-- CHALLENGE --
Copy the data below line for line, changing nothing.

▼

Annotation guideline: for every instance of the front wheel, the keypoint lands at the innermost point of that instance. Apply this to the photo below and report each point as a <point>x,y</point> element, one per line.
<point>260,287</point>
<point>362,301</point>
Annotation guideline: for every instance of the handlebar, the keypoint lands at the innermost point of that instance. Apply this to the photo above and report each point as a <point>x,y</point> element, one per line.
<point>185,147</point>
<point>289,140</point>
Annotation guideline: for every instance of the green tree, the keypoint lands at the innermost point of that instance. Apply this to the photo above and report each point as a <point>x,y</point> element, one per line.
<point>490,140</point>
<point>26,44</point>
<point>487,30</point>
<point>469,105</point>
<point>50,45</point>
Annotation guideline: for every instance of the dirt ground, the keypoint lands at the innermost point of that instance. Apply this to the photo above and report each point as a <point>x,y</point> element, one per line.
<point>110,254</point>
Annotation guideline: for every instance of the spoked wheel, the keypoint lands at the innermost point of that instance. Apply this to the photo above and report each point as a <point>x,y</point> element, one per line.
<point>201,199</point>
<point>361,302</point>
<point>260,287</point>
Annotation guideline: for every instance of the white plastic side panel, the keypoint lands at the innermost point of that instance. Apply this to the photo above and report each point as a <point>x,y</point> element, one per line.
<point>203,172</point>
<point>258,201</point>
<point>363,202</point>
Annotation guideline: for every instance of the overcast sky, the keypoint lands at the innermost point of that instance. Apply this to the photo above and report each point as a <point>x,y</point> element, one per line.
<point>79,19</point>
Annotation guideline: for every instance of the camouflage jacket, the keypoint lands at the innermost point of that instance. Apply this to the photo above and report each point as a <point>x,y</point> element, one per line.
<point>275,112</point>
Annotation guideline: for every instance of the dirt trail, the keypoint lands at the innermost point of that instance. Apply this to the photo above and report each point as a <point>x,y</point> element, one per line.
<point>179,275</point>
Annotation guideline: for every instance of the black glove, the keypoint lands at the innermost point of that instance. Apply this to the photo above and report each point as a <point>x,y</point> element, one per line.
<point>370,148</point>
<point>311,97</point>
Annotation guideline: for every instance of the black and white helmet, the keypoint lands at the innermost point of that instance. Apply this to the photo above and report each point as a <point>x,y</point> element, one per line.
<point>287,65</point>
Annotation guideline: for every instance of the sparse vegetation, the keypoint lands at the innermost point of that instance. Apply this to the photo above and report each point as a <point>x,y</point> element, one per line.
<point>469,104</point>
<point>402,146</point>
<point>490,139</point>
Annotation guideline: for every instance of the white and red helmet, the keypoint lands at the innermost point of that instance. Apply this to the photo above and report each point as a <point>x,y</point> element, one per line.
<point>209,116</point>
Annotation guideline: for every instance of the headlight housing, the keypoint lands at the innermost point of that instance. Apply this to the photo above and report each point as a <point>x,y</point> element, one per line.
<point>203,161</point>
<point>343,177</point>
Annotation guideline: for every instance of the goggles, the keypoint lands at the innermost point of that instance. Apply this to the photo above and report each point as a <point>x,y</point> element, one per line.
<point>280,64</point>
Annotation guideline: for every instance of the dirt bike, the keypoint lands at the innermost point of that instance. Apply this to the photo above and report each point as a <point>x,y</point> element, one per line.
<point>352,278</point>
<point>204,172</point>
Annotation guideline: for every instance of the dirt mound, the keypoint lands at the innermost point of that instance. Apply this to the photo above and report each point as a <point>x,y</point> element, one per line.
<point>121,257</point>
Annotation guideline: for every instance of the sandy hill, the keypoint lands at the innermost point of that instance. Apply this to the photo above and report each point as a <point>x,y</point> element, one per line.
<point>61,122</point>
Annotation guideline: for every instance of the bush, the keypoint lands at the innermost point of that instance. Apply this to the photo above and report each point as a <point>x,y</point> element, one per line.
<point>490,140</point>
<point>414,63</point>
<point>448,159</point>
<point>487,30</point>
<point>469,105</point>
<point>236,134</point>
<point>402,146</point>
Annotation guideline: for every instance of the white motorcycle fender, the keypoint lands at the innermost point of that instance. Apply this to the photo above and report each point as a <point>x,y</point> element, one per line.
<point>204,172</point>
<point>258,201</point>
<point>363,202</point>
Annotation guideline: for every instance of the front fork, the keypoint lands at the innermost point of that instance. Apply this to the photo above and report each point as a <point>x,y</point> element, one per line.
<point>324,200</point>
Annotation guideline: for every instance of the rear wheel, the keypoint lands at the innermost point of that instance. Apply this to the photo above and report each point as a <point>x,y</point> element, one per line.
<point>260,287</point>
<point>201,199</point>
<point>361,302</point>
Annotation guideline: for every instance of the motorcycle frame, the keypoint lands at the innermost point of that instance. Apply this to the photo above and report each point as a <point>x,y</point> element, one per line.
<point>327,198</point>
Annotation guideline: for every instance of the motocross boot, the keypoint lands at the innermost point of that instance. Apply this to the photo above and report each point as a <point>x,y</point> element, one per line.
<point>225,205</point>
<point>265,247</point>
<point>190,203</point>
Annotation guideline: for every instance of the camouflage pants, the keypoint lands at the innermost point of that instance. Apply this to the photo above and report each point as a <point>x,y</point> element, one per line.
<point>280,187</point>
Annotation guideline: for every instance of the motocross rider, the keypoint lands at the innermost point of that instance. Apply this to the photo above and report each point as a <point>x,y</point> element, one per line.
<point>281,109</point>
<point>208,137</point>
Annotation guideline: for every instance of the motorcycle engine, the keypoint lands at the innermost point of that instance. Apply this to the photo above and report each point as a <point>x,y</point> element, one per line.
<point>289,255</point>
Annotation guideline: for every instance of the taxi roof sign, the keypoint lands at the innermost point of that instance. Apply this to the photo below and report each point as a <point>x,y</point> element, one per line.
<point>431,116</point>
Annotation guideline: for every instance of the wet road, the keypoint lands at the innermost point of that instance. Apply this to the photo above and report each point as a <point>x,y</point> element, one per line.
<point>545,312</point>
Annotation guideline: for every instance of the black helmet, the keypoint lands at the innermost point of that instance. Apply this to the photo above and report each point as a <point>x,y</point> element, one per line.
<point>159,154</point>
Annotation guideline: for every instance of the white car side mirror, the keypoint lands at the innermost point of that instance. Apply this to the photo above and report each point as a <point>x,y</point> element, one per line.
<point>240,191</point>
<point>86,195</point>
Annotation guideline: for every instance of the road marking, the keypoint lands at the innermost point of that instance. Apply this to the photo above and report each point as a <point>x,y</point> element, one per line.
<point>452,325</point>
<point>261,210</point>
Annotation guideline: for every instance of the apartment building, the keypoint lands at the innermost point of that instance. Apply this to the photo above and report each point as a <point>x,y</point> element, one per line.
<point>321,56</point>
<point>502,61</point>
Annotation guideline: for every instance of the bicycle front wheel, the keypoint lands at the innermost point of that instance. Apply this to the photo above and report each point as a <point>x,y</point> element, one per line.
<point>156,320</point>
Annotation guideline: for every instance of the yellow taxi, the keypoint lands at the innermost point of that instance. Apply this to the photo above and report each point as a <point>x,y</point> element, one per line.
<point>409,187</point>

▲

-- SOLUTION FOR THIS EXERCISE --
Annotation guideline: for every instance of the front wheel, the keypoint lands at the innermost point of that instance. Apply this to the photo below and report each point as a <point>x,y</point> element, one per line.
<point>260,287</point>
<point>362,301</point>
Annotation guideline: for every instance of the handlebar, the keypoint lands at the innermost point of that instance. Apply this to the photo above and report each point as a <point>x,y</point> element, one per line.
<point>185,147</point>
<point>289,140</point>
Annotation guideline: for every instance of the green tree, the keypoint lands at the innermost point of that instance. Apply this to the photo above and report each point as a <point>x,y</point> element, one per line.
<point>490,140</point>
<point>26,44</point>
<point>487,30</point>
<point>469,105</point>
<point>50,45</point>
Annotation guideline: for every instance of the dirt ground, the keypoint lands at the innermost point of that instance. Apply this to the photo above and report each point as a <point>x,y</point> element, one per line.
<point>110,254</point>
Annotation guideline: for every instance of the spoked wheel, the keypoint lands at the innermost point of that instance. Apply this to the photo above and report each point as a <point>x,y</point> element, one per line.
<point>201,199</point>
<point>361,302</point>
<point>260,287</point>
Annotation guideline: for every instance of the white plastic side panel, the keypoint lands at the innermost point of that instance. Apply this to the photo above and report each point as a <point>x,y</point> element, one per line.
<point>203,172</point>
<point>258,201</point>
<point>363,202</point>
Annotation guideline: for every instance of the overcast sky, the keypoint lands at the innermost point of that instance. Apply this to the photo above and report each point as a <point>x,y</point> element, one per line.
<point>79,19</point>
Annotation guideline: for every instance of the camouflage jacket, the keypoint lands at the innermost point of that instance. Apply this to the photo above and report each point as a <point>x,y</point> element, one per line.
<point>275,112</point>
Annotation guideline: for every instance of the dirt trail, the keypoint lands at the innermost point of that instance. Apply this to the photo above and report each point as a <point>x,y</point> element, one per line.
<point>179,275</point>
Annotation guideline: for every instance of the black glove, the keypoint lands at the innermost point of that instance. Apply this to the photo above and report each point as a <point>x,y</point> element, one per line.
<point>370,148</point>
<point>311,97</point>
Annotation guideline: for every instance of the black and white helmet, the keypoint lands at the innermost point of that instance. Apply this to the photo above and report each point as a <point>x,y</point> element, one per line.
<point>287,65</point>
Annotation guideline: for every instance of the sparse vegetation, the keypoint lands at the innermost point of that instance. Apply this to the photo above and report each point as a <point>x,y</point> element, one per line.
<point>469,104</point>
<point>402,146</point>
<point>490,139</point>
Annotation guideline: for every instance of the white and red helmet, the keypoint lands at the innermost point of that instance. Apply this to the photo above and report each point as a <point>x,y</point> element, one per line.
<point>209,116</point>
Annotation guideline: for every instance of the headlight housing, the keypoint lands at the innermost point of that instance. Apply this to the photo above and report each point as a <point>x,y</point> element, one per line.
<point>203,161</point>
<point>343,177</point>
Annotation guideline: for every instance of the goggles, the keypoint lands at the innermost point of that instance. Apply this to the photo above and report each point as a <point>x,y</point> element, one per line.
<point>280,64</point>
Annotation guideline: for every instance of the dirt bike, the keypoint lands at the innermost point of that instance. Apply this to the photo above and report each point as a <point>x,y</point> element, one per line.
<point>352,278</point>
<point>204,172</point>
Annotation guideline: for every instance of the dirt mound, the keypoint lands at the innermost point of that instance. Apply this to the photo above and report each point as a <point>x,y</point> element, one per line.
<point>121,257</point>
Annotation guideline: for every instance of the sandy hill, the keypoint lands at the innermost point of that instance. Apply this to the photo above and report each point as a <point>x,y</point> element, one per line.
<point>61,122</point>
Annotation guideline: for every instance of the bush, the keypoint lands at the innermost point of that instance. Apply this to the photo above and report each point as a <point>x,y</point> element, one per line.
<point>490,140</point>
<point>414,63</point>
<point>448,159</point>
<point>487,30</point>
<point>469,105</point>
<point>236,134</point>
<point>402,146</point>
Annotation guideline: for every instance of the white motorcycle fender, the keypoint lands at the innermost point of that instance. Apply this to the photo above and report each point as a <point>x,y</point> element, one per line.
<point>204,172</point>
<point>258,201</point>
<point>363,202</point>
Annotation guideline: for every instance of the front fork, the keypoint lands at the innermost point of that instance. Apply this to the photo above and report each point as a <point>x,y</point> element, one per line.
<point>324,200</point>
Annotation guideline: for every instance of the rear wheel, the keypoint lands at the innermost point of that instance. Apply this to the photo above and report each point as a <point>x,y</point> element, one per line.
<point>260,287</point>
<point>201,199</point>
<point>361,302</point>
Annotation guideline: for every instance of the motorcycle frame, the keypoint lands at the innermost point of that instance. Apply this to the photo above and report each point as a <point>x,y</point> element, one per line.
<point>327,198</point>
Annotation guideline: for every instance of the motocross boot, the keypoint lands at the innermost point of that instance. Apply this to the photo above and report each point as a <point>x,y</point> element, one per line.
<point>225,205</point>
<point>265,247</point>
<point>190,203</point>
Annotation guideline: for every instance of the camouflage pants, the keypoint lands at the innermost point of that instance. Apply this to the photo above and report each point as a <point>x,y</point> element, one per line.
<point>280,187</point>
Annotation guideline: for every instance of the motocross rider, the keypoint lands at the innermost point of that instance. Apply this to the photo above and report each point as a <point>x,y</point> element, one per line.
<point>281,109</point>
<point>208,137</point>
Annotation guideline: for every instance of the motorcycle engine, the keypoint lands at the innermost point of that instance. Apply this to the photo above and report each point as a <point>x,y</point> element, one per line.
<point>289,255</point>
Annotation guideline: for every instance of the taxi roof sign, the keypoint lands at the innermost point of that instance. Apply this to the photo below and report each point as a <point>x,y</point> element, one per line.
<point>431,116</point>
Annotation guideline: for every instance of the wet road, the keypoint lands at the innermost point of that instance. Apply this to the photo above and report each point as a <point>x,y</point> element, one per line.
<point>545,312</point>
Annotation guideline: for every instance of the black helmet, the keypoint lands at the innermost point of that instance. Apply this to the photo above and report each point as a <point>x,y</point> element, one per line.
<point>159,154</point>
Annotation guideline: for every instance of the white car side mirror, the keypoint lands at the innermost point of that instance. Apply this to the photo above and report each point as a <point>x,y</point> element, one per line.
<point>240,191</point>
<point>86,195</point>
Annotation guideline: for every instance of the road marking, the keypoint lands at the innermost point of that instance. Apply this to the photo above and report each point as a <point>x,y</point> element, one per line.
<point>452,325</point>
<point>261,210</point>
Annotation guideline: for every instance of the apartment building, the keypoint lands at the innermost point of that instance. Apply this to the photo above and report each point as a <point>x,y</point> element, one per line.
<point>321,56</point>
<point>502,61</point>
Annotation guideline: for every instance of the bicycle front wheel, the keypoint lands at the innermost point of that instance. Apply this to the photo above and report each point as a <point>x,y</point> element, one per line.
<point>156,320</point>
Annotation guideline: for every instance of the yellow taxi, the keypoint lands at the innermost point of that instance. Apply this to the photo above and report each point as a <point>x,y</point> element, one per line.
<point>409,187</point>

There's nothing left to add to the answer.